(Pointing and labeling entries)

----

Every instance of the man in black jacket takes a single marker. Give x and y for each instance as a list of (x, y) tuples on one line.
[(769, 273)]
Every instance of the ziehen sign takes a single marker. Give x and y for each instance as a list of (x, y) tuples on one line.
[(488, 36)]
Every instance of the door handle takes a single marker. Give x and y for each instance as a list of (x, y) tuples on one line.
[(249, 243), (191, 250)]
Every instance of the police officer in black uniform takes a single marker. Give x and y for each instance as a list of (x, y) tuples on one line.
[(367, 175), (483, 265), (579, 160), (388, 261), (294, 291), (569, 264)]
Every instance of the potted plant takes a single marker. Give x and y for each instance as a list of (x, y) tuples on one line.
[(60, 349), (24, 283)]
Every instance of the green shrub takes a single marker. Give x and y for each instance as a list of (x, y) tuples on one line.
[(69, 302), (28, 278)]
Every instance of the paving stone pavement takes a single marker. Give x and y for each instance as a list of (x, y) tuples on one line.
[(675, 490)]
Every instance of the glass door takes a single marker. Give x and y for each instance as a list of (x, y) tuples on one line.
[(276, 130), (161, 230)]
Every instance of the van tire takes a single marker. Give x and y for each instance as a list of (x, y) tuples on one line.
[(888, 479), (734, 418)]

----

> [Work to be completed]:
Update the material from its first line through the line holding "[(769, 273)]", inclusive, so that "black jacket" becomes "dark coat" and nothing else changes.

> [Complete output]:
Every instance of the man in dark coat takes a single marker. Give x and y for each instance as a list of (x, y) tuples on one line.
[(769, 273)]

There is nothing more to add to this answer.